Given request 1:
List every example URI that stands on a line of its own in the email below about GNUnet URI schemes.

Given passage:
===

From: Tom Barnes-Lawrence
Subject: Re: [GNUnet-developers] End-user wishlist
Date: Thu, 26 Jun 2003 06:16:06 +0100
User-agent: Mutt/1.3.28i

Hi, me again...
On Wed, Jun 25, 2003 at 06:13:55PM -0500, Christian Grothoff wrote:
<snip>
> 
> I agree with that "afs" should be part of the URI. I would think of "afs" as 
> the authority that is responsible for the data. For the non-hierarchical hash 
> codes, I would suggest to use "." as a separator. That would yield:
> 
> gnunet://afs/HASH1.HASH2.CRC.SIZE
<snip>
> gnunet://afs/NAMESPACE/HASH1.HASH2.CRC.SIZE
> 
> Any further comments?

 As an alternative to using '|' I was thinking of '-' as a separator myself,
but '.' sounds just as good. The only disadvantage of '.' is if somebody
quotes the URL at the end of a (written!!) sentence. But that's not exactly
a fatal disadvantage, and I can't think of any advantage '-' would have.
Meh.

One thing I'd like to say, though, is that I remember the way Freenet did
their URIs. They came out with a URI scheme, like we are here, but then
as the network was primarily accessed through the http proxy, they used
http: URIs for that...
Except they decided they should use the freenet: URIs as PART of the http:
URI, like

  http://localhost:8080/freenet:address@hidden

Which Konqueror (the version I had at the time, at least) consistently
interpreted as

  http://veryverylongusername:address@hidden

because of the special meaning of : and @ in http URIs.

Now, the gnunet: URI being described doesn't sound like it would actually
have such problems, but the point is, that URIs should be used as URIs
(if you see what I mean...) and if you're actually accessing the resource
through a proxy with http, it should just pass the relevant arguments in
the way http usually accepts them.
But yeah, I'd much rather GNUnet had its own method of browser  access
(of some sort) that bypasses http, and (like, er, anonymous1 says) html,
in which case our own URI type would presumably be a requirement.

===

Input rows:
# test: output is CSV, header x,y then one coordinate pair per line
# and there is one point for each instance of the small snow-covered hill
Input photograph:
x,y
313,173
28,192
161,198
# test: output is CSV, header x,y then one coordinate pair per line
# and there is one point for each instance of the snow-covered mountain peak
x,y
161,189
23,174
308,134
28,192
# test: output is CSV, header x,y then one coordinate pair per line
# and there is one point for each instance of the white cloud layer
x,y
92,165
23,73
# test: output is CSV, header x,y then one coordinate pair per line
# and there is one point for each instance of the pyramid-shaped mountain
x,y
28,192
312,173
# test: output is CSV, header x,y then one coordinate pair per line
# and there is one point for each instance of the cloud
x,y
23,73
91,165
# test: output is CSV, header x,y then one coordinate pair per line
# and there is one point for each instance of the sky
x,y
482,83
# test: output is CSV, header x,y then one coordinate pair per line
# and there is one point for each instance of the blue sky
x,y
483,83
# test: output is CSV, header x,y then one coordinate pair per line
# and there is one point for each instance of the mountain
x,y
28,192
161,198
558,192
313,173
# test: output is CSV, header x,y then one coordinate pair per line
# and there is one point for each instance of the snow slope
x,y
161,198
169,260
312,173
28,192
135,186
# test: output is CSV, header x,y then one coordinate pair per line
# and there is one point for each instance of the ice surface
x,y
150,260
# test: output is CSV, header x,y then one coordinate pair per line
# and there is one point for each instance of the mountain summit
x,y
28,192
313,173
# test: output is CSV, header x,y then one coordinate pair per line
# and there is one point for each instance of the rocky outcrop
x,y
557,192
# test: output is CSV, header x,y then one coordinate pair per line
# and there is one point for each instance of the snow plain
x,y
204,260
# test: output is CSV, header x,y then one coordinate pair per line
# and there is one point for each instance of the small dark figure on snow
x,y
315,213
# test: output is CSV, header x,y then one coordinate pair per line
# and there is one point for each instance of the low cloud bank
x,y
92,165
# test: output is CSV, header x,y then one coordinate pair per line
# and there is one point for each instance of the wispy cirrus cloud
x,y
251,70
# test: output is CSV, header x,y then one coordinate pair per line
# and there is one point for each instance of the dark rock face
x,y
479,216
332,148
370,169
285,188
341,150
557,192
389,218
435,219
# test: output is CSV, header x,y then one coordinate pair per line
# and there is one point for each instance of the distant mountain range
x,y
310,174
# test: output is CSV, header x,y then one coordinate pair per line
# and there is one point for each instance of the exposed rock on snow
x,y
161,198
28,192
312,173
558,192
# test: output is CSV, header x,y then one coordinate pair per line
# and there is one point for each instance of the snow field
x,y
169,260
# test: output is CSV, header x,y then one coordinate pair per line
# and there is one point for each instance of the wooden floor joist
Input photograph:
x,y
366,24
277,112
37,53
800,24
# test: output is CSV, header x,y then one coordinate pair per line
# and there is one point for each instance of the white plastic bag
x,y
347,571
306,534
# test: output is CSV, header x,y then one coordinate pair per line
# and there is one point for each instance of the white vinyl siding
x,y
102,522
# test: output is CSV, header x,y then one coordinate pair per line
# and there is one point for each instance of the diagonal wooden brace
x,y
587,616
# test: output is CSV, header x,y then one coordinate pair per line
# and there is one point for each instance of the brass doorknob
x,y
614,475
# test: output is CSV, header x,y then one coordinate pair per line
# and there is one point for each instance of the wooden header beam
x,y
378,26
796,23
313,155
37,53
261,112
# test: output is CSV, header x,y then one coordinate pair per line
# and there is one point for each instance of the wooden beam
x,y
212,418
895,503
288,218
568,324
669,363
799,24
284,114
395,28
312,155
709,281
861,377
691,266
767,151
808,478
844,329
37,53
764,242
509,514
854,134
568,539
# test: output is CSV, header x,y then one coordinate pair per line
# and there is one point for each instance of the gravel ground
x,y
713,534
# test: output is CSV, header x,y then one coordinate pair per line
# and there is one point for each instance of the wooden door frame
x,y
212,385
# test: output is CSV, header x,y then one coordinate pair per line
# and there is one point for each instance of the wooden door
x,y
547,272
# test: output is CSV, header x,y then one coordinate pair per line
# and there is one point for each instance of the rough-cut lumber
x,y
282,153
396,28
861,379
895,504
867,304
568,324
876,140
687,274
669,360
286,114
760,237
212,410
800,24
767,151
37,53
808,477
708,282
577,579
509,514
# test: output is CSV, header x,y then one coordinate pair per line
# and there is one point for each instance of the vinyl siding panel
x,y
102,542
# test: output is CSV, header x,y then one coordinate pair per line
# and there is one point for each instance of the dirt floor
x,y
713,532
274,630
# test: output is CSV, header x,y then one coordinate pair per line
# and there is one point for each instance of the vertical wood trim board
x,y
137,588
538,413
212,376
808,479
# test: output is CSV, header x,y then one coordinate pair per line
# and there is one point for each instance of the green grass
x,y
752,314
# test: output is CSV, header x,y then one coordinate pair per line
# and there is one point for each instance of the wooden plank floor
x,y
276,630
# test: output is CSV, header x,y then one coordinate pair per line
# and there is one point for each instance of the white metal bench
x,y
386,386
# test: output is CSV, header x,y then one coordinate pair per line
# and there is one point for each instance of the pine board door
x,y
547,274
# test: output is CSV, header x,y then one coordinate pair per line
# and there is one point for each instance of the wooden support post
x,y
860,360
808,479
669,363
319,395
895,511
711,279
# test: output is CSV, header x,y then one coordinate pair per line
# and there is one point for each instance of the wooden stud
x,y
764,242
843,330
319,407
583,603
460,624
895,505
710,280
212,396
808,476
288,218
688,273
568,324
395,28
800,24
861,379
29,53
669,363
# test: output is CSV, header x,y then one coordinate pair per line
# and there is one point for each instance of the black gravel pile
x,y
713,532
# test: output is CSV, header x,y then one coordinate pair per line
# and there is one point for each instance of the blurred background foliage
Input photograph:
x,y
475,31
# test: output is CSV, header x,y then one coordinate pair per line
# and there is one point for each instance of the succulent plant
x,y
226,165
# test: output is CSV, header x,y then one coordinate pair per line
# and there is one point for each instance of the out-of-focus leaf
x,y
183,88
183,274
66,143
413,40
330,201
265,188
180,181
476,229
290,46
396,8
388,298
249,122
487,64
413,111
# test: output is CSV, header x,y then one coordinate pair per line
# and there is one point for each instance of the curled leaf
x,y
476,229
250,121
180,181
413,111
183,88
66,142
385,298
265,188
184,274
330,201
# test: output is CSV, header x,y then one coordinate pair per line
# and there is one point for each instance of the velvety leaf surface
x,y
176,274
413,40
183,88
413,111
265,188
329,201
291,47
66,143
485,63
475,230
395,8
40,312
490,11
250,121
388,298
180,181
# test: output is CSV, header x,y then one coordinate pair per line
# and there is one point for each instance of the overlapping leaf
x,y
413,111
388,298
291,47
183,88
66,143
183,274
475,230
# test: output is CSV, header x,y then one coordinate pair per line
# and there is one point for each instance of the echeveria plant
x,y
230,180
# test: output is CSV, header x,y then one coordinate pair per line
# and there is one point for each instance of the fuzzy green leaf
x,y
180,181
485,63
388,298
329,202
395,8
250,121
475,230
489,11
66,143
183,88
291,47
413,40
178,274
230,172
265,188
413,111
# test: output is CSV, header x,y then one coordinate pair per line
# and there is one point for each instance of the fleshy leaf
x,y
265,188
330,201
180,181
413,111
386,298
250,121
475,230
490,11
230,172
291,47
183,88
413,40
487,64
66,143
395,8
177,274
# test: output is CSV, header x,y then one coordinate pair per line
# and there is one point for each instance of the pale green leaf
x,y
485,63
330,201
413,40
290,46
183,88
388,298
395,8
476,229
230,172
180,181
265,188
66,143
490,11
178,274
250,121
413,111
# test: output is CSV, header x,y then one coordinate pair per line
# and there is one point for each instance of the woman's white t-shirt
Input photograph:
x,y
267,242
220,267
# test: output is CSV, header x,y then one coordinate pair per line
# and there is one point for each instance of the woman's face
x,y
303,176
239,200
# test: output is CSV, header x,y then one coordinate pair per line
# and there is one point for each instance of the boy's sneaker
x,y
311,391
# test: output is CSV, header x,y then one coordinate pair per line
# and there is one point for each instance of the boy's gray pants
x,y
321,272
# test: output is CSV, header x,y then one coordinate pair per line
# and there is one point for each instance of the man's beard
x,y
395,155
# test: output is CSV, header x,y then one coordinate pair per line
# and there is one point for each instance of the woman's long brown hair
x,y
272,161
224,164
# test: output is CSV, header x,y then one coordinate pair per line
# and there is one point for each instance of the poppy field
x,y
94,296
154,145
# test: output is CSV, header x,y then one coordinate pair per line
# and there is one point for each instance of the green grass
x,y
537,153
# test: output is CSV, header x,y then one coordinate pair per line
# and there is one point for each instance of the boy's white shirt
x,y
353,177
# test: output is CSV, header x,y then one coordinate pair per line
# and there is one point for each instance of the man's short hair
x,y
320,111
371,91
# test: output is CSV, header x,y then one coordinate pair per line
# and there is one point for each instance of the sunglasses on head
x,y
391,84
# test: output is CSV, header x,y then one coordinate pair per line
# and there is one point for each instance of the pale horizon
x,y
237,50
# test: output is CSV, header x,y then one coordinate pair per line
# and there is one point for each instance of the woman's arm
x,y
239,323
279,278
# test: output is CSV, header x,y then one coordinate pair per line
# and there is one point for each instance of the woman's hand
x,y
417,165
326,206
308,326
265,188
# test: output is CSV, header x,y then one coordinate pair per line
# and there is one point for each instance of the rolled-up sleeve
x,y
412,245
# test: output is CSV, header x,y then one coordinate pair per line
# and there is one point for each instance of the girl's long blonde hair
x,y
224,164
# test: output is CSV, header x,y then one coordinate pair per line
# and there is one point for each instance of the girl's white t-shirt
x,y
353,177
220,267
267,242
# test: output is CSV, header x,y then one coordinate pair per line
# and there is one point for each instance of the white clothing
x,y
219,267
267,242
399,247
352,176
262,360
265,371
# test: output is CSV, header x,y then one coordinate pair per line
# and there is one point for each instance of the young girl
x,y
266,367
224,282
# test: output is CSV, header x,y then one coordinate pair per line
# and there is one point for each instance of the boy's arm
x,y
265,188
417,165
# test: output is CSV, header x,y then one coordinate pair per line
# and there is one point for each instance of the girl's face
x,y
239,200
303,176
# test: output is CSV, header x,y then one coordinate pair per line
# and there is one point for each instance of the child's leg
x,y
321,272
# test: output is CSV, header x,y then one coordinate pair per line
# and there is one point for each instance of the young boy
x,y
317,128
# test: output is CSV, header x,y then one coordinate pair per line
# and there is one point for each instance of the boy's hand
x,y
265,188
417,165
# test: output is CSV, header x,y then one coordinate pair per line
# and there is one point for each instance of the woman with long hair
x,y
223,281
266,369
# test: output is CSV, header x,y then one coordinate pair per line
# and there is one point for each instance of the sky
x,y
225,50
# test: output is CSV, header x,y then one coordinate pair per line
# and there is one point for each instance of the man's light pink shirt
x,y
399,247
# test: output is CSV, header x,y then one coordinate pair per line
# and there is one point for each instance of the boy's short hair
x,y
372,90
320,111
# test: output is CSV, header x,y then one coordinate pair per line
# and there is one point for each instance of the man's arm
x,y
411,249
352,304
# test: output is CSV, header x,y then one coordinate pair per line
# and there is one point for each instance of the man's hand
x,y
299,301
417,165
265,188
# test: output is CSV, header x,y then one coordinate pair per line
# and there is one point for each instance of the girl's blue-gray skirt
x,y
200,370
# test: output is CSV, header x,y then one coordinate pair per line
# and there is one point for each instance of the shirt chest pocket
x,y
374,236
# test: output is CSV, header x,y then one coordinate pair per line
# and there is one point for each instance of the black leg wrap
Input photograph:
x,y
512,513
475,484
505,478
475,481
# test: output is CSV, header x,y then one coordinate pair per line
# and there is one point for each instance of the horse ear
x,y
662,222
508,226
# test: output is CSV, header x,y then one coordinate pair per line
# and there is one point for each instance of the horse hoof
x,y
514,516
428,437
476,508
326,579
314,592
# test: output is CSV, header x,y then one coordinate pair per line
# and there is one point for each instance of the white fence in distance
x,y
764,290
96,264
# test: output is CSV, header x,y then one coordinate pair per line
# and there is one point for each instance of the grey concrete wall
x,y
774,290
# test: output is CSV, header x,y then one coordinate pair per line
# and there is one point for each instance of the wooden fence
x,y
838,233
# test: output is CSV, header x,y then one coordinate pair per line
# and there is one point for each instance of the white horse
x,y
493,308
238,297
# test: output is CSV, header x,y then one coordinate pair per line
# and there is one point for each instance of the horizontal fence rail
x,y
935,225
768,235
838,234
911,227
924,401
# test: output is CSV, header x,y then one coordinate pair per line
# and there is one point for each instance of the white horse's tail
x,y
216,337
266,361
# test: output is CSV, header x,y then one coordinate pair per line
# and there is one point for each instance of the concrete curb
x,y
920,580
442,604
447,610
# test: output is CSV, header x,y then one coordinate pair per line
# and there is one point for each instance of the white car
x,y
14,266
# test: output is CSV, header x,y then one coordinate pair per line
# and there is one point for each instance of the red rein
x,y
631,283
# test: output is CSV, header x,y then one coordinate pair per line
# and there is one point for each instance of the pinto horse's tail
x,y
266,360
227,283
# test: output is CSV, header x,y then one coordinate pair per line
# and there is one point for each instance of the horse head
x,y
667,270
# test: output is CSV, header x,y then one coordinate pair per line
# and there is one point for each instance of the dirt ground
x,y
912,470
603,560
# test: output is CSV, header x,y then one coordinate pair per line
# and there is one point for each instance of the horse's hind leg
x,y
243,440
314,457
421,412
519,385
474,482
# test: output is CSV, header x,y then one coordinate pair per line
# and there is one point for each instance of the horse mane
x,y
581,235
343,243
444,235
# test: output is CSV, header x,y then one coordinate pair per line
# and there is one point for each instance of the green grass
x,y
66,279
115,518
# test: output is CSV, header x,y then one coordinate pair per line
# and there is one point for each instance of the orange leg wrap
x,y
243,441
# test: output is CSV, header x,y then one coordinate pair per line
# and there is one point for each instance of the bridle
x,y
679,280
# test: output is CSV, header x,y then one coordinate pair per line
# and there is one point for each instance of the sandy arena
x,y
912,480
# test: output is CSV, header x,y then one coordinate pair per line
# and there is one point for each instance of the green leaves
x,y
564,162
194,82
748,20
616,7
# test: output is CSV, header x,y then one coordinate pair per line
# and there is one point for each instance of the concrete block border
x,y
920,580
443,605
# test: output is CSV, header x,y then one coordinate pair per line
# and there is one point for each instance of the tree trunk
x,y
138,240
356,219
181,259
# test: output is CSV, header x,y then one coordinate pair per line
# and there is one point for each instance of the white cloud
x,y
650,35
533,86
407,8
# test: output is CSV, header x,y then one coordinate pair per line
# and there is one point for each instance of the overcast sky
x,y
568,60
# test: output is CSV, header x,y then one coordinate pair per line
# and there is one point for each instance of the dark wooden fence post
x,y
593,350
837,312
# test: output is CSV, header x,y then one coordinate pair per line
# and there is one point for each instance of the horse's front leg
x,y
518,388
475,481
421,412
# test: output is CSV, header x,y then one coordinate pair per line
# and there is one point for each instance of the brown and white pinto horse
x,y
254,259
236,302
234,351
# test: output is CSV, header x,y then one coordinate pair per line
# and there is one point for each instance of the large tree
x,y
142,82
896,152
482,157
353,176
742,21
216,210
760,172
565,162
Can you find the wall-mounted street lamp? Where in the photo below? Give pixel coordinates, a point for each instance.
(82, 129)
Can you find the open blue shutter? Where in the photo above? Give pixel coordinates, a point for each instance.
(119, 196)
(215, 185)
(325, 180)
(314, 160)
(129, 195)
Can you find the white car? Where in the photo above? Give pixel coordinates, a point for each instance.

===

Given request 2:
Output the records as a Markdown table with the columns Row and Line, starting with the line that contains "Can you find the wall-mounted" and going on through the end of the records.

Correct response 1:
- gnunet://afs/HASH1.HASH2.CRC.SIZE
- gnunet://afs/NAMESPACE/HASH1.HASH2.CRC.SIZE
- http://localhost:8080/freenet:address@hidden
- http://veryverylongusername:address@hidden

Correct response 2:
| Row | Line |
|---|---|
| 1 | Can you find the wall-mounted street lamp? Where in the photo below? Give pixel coordinates, a point for each instance. |
| 2 | (82, 129) |
| 3 | Can you find the open blue shutter? Where in the photo above? Give pixel coordinates, a point for each instance. |
| 4 | (119, 196) |
| 5 | (215, 185) |
| 6 | (325, 180) |
| 7 | (314, 160) |
| 8 | (129, 195) |
| 9 | Can you find the white car? Where in the photo above? Give pixel coordinates, a point for each instance. |